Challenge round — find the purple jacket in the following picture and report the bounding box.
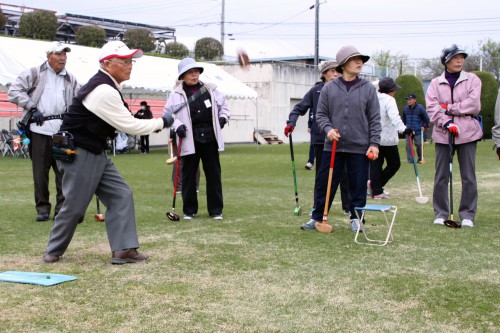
[163,81,230,156]
[425,71,482,145]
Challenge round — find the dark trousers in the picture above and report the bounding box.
[139,135,149,153]
[313,144,350,211]
[369,145,401,196]
[312,151,368,222]
[182,141,223,216]
[307,132,314,164]
[29,132,64,215]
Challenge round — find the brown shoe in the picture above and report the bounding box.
[111,249,149,265]
[43,254,60,263]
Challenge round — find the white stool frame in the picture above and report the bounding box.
[354,204,397,246]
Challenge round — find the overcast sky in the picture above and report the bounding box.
[16,0,500,61]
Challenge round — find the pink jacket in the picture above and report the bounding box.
[425,71,482,145]
[163,81,230,156]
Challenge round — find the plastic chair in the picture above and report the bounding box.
[1,129,16,157]
[354,204,398,246]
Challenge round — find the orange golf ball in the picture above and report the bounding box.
[367,151,375,160]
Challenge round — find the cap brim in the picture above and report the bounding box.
[100,49,143,62]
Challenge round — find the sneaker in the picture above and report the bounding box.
[343,210,350,216]
[350,219,360,232]
[461,219,474,227]
[373,193,389,200]
[433,218,445,225]
[183,214,195,220]
[211,214,223,220]
[309,208,315,216]
[301,219,318,230]
[305,162,314,170]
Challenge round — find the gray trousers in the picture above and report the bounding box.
[29,132,64,215]
[433,141,478,221]
[45,148,139,256]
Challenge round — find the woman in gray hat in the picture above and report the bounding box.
[163,58,230,220]
[301,45,381,232]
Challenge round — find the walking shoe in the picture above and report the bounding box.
[373,193,389,200]
[301,219,318,230]
[350,219,360,232]
[433,218,445,225]
[461,219,474,227]
[309,208,315,216]
[111,249,149,264]
[183,214,195,220]
[43,254,60,263]
[211,214,223,220]
[305,162,314,170]
[36,212,50,222]
[343,210,351,216]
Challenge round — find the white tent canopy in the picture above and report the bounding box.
[0,36,258,100]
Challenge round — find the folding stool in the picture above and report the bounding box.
[354,204,398,246]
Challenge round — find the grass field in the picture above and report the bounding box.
[0,139,498,332]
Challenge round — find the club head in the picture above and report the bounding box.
[444,219,461,228]
[166,211,180,221]
[315,222,333,233]
[94,214,105,222]
[166,157,177,165]
[416,196,429,204]
[294,206,302,216]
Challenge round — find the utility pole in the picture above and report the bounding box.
[314,0,320,66]
[221,0,225,52]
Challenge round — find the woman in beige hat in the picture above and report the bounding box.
[302,45,381,232]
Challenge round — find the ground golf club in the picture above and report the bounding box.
[94,195,104,222]
[166,137,182,221]
[409,135,429,204]
[315,140,337,233]
[444,132,460,228]
[288,133,301,216]
[166,139,177,165]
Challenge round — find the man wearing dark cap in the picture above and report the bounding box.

● WHAT THE TASK REQUIRES: In the listing above, the line with "Challenge round — find the grass" and every line after it must be set down word for word, and no other line.

● TASK ANSWER:
Challenge round — find the grass field in the picture above and report the bounding box.
[0,139,498,332]
Challenge round — find the club head in the picture above and report the bounding box.
[444,219,461,228]
[166,211,180,221]
[315,222,333,233]
[94,214,105,222]
[166,157,177,165]
[416,196,429,204]
[294,206,302,216]
Challenge round — find the utility pole in the picture above and report the bounding box.
[314,0,320,66]
[221,0,225,52]
Challenge round — find the woman in beige hat in the picture above and report the bounding box.
[302,45,381,232]
Challenge round — find the ground golf club in the picture above and report the bounding box.
[94,195,104,222]
[166,137,182,221]
[409,135,429,204]
[315,140,337,233]
[444,132,460,228]
[288,133,301,216]
[166,139,177,165]
Challenge round — find the man wearing dark cap in the picture above and report the bounding box.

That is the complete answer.